Your instructions
Without the pictures, output the lines of the material from the very first through the one that holds "Query: rock outcrop".
# # # #
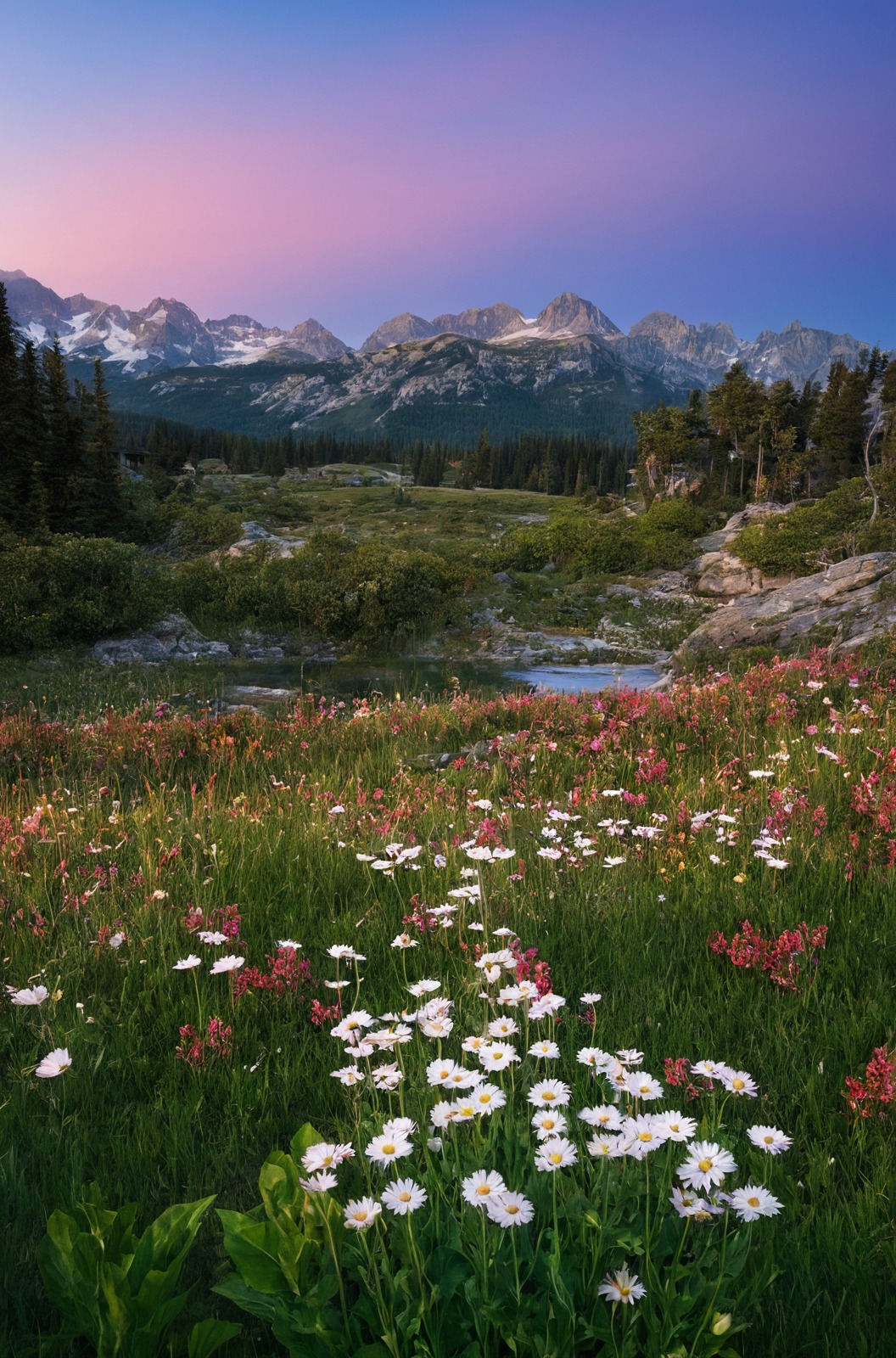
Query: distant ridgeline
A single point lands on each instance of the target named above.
(61, 447)
(552, 463)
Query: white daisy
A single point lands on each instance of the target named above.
(481, 1186)
(770, 1140)
(753, 1202)
(404, 1197)
(361, 1213)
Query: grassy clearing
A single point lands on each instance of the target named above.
(147, 816)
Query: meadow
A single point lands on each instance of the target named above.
(662, 852)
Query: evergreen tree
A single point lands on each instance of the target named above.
(14, 470)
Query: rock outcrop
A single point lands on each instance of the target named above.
(857, 598)
(724, 575)
(173, 638)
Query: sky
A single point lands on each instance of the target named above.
(726, 160)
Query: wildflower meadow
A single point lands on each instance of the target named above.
(577, 1043)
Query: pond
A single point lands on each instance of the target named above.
(277, 681)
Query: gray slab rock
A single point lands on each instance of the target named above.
(171, 638)
(848, 597)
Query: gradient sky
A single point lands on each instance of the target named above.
(723, 160)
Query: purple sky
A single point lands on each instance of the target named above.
(721, 160)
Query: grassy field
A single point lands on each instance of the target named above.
(126, 826)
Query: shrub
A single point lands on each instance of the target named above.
(804, 538)
(332, 587)
(608, 545)
(74, 590)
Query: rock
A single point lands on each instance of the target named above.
(255, 534)
(719, 540)
(721, 574)
(845, 594)
(173, 638)
(264, 652)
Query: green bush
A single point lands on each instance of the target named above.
(798, 542)
(332, 587)
(608, 545)
(203, 525)
(74, 590)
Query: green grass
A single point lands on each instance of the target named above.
(248, 805)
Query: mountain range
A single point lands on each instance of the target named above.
(567, 368)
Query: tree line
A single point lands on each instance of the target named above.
(59, 468)
(747, 439)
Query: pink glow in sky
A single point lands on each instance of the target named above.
(285, 163)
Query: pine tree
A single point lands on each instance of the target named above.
(102, 507)
(14, 473)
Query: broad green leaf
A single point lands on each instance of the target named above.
(255, 1249)
(210, 1335)
(167, 1240)
(305, 1138)
(255, 1303)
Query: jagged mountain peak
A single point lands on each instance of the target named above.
(400, 330)
(492, 323)
(569, 314)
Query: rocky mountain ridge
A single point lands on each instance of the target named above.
(163, 334)
(167, 334)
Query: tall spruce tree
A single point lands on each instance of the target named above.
(14, 466)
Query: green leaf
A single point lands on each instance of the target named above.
(255, 1303)
(167, 1240)
(255, 1249)
(210, 1335)
(305, 1138)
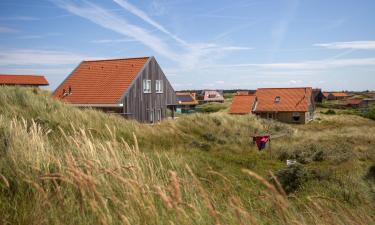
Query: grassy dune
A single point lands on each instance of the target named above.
(62, 165)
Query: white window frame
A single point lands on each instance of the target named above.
(151, 115)
(159, 86)
(146, 86)
(158, 115)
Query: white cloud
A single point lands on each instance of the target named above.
(38, 57)
(348, 45)
(188, 56)
(112, 22)
(309, 65)
(8, 30)
(110, 41)
(141, 14)
(18, 18)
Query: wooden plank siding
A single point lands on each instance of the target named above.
(138, 105)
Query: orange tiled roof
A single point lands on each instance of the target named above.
(212, 96)
(242, 104)
(291, 99)
(188, 95)
(100, 81)
(353, 101)
(22, 79)
(339, 94)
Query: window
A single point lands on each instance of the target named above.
(296, 116)
(159, 86)
(158, 115)
(146, 86)
(151, 115)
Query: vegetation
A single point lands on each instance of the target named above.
(63, 165)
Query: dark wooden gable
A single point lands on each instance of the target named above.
(148, 107)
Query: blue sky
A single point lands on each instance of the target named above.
(222, 44)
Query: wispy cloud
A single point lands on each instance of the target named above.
(117, 24)
(309, 65)
(188, 55)
(18, 18)
(38, 57)
(8, 30)
(348, 45)
(141, 14)
(111, 41)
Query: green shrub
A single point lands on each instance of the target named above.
(210, 107)
(292, 177)
(330, 112)
(371, 173)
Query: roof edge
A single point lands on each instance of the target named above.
(66, 78)
(98, 60)
(136, 77)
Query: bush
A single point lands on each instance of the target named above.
(318, 156)
(371, 173)
(330, 112)
(210, 107)
(292, 177)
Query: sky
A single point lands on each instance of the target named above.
(199, 44)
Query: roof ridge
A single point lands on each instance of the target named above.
(24, 75)
(115, 59)
(287, 88)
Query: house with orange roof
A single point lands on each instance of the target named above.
(135, 88)
(242, 103)
(290, 105)
(213, 96)
(23, 80)
(186, 102)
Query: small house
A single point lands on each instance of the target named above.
(213, 96)
(290, 105)
(135, 88)
(185, 102)
(242, 103)
(354, 103)
(318, 95)
(337, 95)
(23, 80)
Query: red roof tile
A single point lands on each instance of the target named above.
(242, 104)
(290, 99)
(339, 94)
(213, 96)
(22, 79)
(353, 101)
(186, 98)
(100, 81)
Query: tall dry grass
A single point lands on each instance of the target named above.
(110, 182)
(61, 165)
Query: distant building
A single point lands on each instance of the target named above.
(242, 103)
(185, 102)
(23, 80)
(135, 88)
(290, 105)
(318, 95)
(337, 95)
(213, 96)
(354, 103)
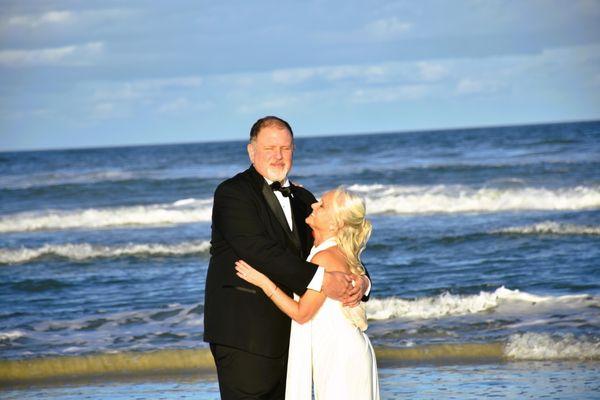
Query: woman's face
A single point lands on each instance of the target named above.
(321, 218)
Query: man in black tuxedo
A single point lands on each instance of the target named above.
(258, 216)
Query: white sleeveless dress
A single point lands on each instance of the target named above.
(331, 352)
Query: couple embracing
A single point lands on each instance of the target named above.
(278, 253)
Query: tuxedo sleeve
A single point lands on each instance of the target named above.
(236, 217)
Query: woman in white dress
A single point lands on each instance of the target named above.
(328, 347)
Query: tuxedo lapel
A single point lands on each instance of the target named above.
(300, 227)
(275, 207)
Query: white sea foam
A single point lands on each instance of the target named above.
(179, 212)
(459, 199)
(552, 228)
(542, 346)
(84, 251)
(173, 315)
(11, 335)
(448, 304)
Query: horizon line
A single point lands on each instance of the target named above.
(329, 135)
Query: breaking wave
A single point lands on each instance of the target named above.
(543, 346)
(552, 228)
(86, 251)
(448, 304)
(459, 199)
(180, 212)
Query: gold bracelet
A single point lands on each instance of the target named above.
(273, 292)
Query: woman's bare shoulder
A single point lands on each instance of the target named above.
(331, 259)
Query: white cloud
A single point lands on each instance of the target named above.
(431, 71)
(182, 104)
(33, 21)
(391, 94)
(473, 86)
(75, 55)
(146, 88)
(387, 28)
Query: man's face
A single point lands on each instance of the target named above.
(271, 152)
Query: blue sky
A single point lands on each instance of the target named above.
(101, 73)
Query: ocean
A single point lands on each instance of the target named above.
(484, 259)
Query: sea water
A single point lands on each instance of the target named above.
(485, 249)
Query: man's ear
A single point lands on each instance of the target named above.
(250, 149)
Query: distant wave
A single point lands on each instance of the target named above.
(9, 336)
(179, 212)
(85, 251)
(552, 228)
(91, 176)
(448, 304)
(459, 199)
(159, 318)
(542, 346)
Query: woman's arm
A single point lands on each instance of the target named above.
(301, 311)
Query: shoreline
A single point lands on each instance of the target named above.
(176, 363)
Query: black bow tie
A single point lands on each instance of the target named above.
(285, 191)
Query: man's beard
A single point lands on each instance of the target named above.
(277, 174)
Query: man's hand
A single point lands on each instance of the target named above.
(337, 285)
(356, 293)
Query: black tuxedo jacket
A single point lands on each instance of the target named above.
(248, 223)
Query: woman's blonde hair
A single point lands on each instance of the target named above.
(354, 230)
(349, 213)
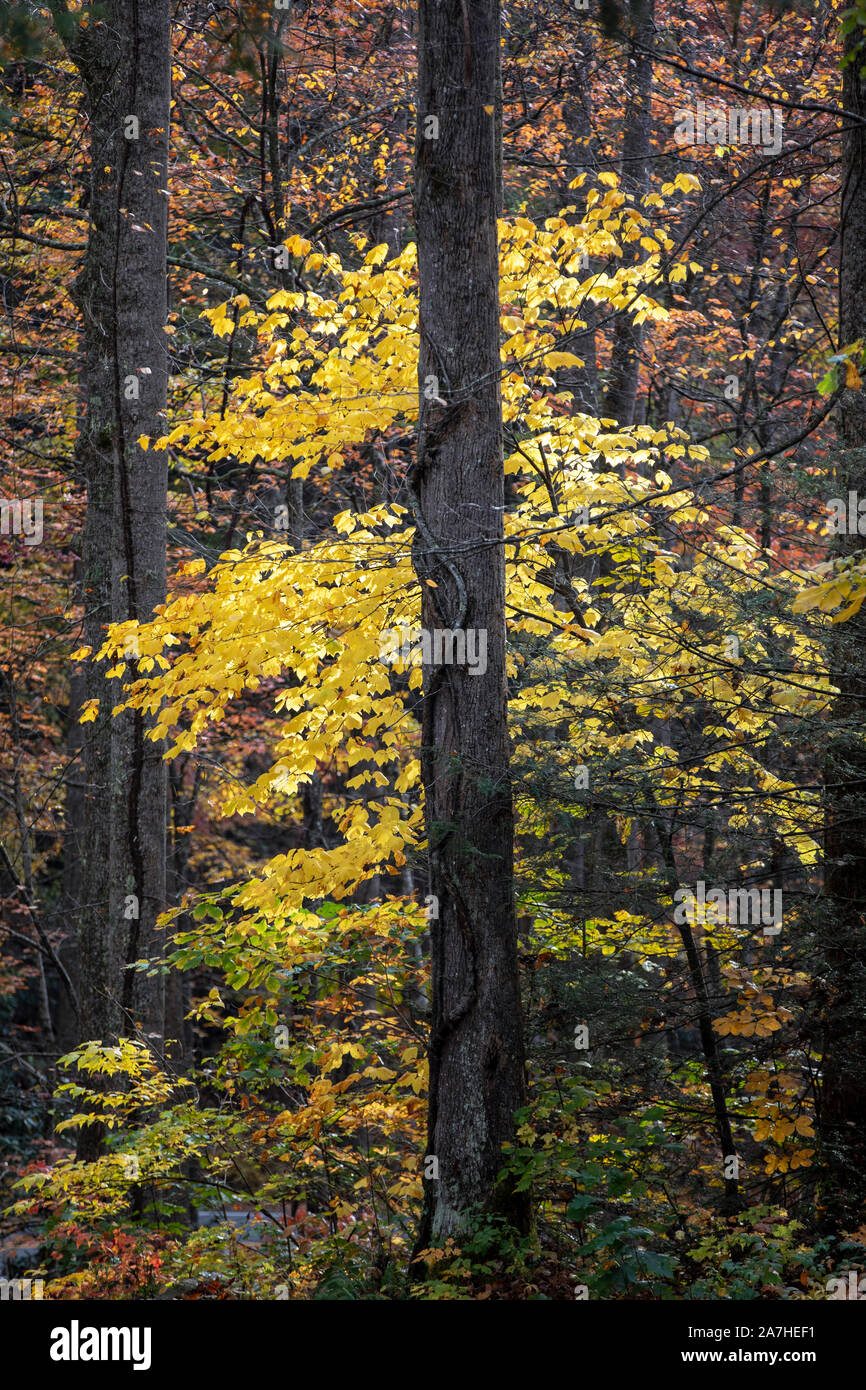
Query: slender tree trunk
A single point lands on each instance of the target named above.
(458, 489)
(123, 52)
(843, 1098)
(637, 148)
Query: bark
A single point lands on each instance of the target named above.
(123, 53)
(843, 1097)
(458, 491)
(637, 148)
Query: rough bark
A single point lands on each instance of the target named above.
(637, 148)
(123, 52)
(458, 485)
(843, 1098)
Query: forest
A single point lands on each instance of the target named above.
(433, 652)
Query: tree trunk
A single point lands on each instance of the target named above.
(637, 148)
(124, 57)
(843, 1098)
(458, 489)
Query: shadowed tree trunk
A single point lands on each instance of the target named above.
(843, 1100)
(458, 491)
(637, 146)
(123, 52)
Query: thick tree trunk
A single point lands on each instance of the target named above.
(476, 1048)
(124, 60)
(843, 1100)
(637, 148)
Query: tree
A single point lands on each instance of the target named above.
(843, 970)
(476, 1045)
(123, 53)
# # # #
Response to the task
Query: distant ridgeline
A single point lands on each instance of the target named above.
(61, 447)
(552, 463)
Query: white daisy
A single point lands on each instance of the target named above.
(481, 1186)
(770, 1140)
(753, 1202)
(404, 1197)
(361, 1213)
Query: grassy clearing
A single point lands on each instance of the target named above.
(147, 816)
Query: meadow
A single point lands on each instance of the target named above.
(662, 852)
Query: evergreen tree
A single point lands on each instance of the target named above.
(14, 470)
Query: rock outcrop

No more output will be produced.